> [Trecho citado]:

Deterioração das relações entre o PT e movimentos sociais leva o governo a enfrentar uma onda de protestos e greves pelo País. Dilma teme que mobilizações, engrossadas por oportunistas, se intensifiquem durante a Copa e prejudiquem a reeleição.
O governo respirou aliviado na quinta-feira 15 quando fez um balanço
das greves e manifestações do dia. Ao contrário da ameaça de centrais
sindicais e movimentos populares de colocarem milhões de manifestantes
nas ruas e paralisarem centenas de categorias pelo País, os protestos
ficaram aquém da expectativa. A barganha às vésperas da Copa do Mundo,
que misturou de velhas demandas a mobilizações oportunistas, parece não
ter conquistado ainda o apoio necessário para inundar as ruas, como seus
líderes desejavam. Apesar do respiro momentâneo, o governo atravessou a
última semana com uma certeza e um caminho a seguir na tentativa de
debelar futuras ameaças de paralisações e protestos. A certeza é de que a
gestão de Dilma perdeu o controle e a influência exercida desde o
governo Lula sobre os movimentos sociais, como os por moradia e de
trabalhadores, historicamente ligados ao PT. Não à toa, em Belo
Horizonte, servidores públicos municipais cruzaram os braços e, em
Pernambuco, instalou-se um clima de pânico com a greve de integrantes da
Polícia Militar e do Corpo de Bombeiros. Em meio à atmosfera
beligerante, tanques do Exército ocuparam as ruas no Recife. Em São
Paulo, movimentos por moradia e grevistas pararam avenidas importantes
da capital...
O CLIMA ESQUENTOU
Em São Paulo, integrantes do movimento dos sem-teto protestaram em frente ao Itaquerão, ateando fogo em pneus.
Diferentemente das manifestações de junho, porém, quando as depredações
e os protestos foram encabeçados por movimentos anarquistas, os
chamados Black Blocs, com os quais o Planalto não conseguia estabelecer
um diálogo, o governo desta vez terá caminhos e maneiras de retomar o
canal de comunicação com os manifestantes. Para a sorte da presidenta,
ao contrário do ano passado, os atuais manifestantes possuem líderes
dispostos a sentar à mesa de negociações.
O que eles esperam é uma mudança de postura do governo. Ao contrário de
Lula, que mantinha um canal direto com as lideranças sociais, Dilma
relegou os movimentos a segundo plano. Nos bastidores, dirigentes de
centrais sindicais reclamam que a presidenta mostra-se pouco disposta ao
diálogo e age de maneira intransigente diante de pautas de
reivindicações. Esse alegado descaso fez com que até a Central Única dos
Trabalhadores (CUT), braço sindical do PT, chegasse a reclamar do
governo durante a greve de servidores federais em 2012. Já a Força
Sindical, segunda maior central do País, passou de aliada de primeira
hora a ferrenha opositora de Dilma, sendo uma das articuladoras da onda
de greves, em que propaga críticas também à área econômica da gestão
federal. “Este governo não atende os trabalhadores”, reclama o
presidente da Força Sindical, Miguel Torres, cotado para vice na chapa
de Aécio Neves (PSDB) ao Planalto. “Por isso, continuaremos nas ruas
dispostos a influenciar, mais uma vez, os destinos do País”, diz ele.

> [Bloco de dados]:
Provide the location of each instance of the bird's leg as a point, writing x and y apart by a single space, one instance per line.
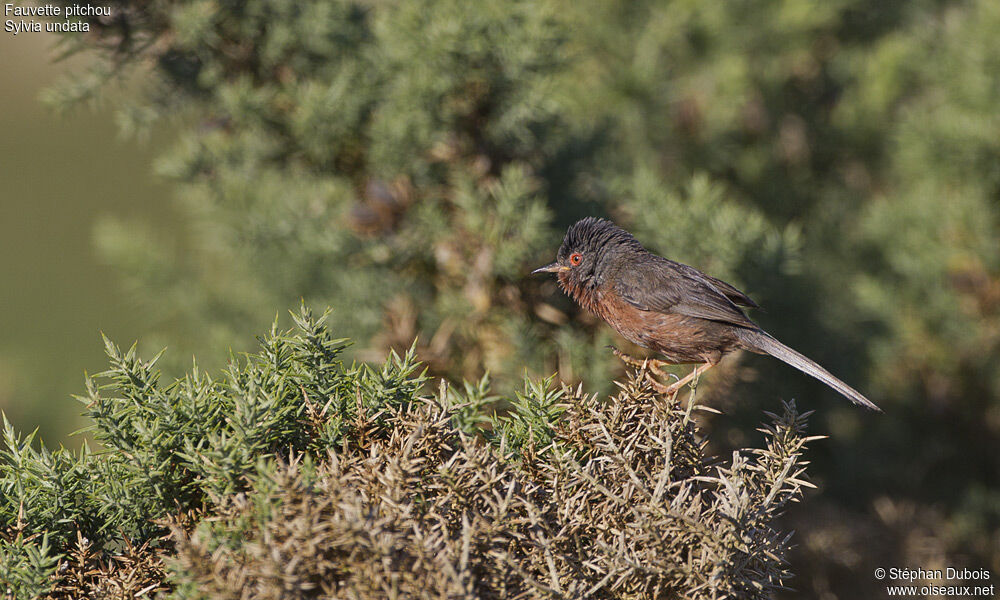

> [Tarefas a realizar]:
1. Transcreva do texto sobre os protestos a parte que começa com as palavras que contêm "Deterioração das relações" e termina com "prejudiquem a reeleição.".
2. Quem é o presidente da Força Sindical, segundo o texto sobre os protestos?
3. Resuma em duas frases o texto sobre os protestos.

> [Respostas por tarefa]:
1.
Deterioração das relações entre o PT e movimentos sociais leva o governo a enfrentar uma onda de protestos e greves pelo País. Dilma teme que mobilizações, engrossadas por oportunistas, se intensifiquem durante a Copa e prejudiquem a reeleição.

2. Miguel Torres.

3. As greves e manifestações da quinta-feira 15 ficaram aquém da expectativa, mas o governo concluiu que a gestão de Dilma perdeu o controle e a influência sobre os movimentos sociais historicamente ligados ao PT. Diferentemente dos protestos de junho, os atuais manifestantes têm líderes dispostos a negociar e esperam uma mudança de postura do governo, que dirigentes sindicais acusam de pouca disposição ao diálogo.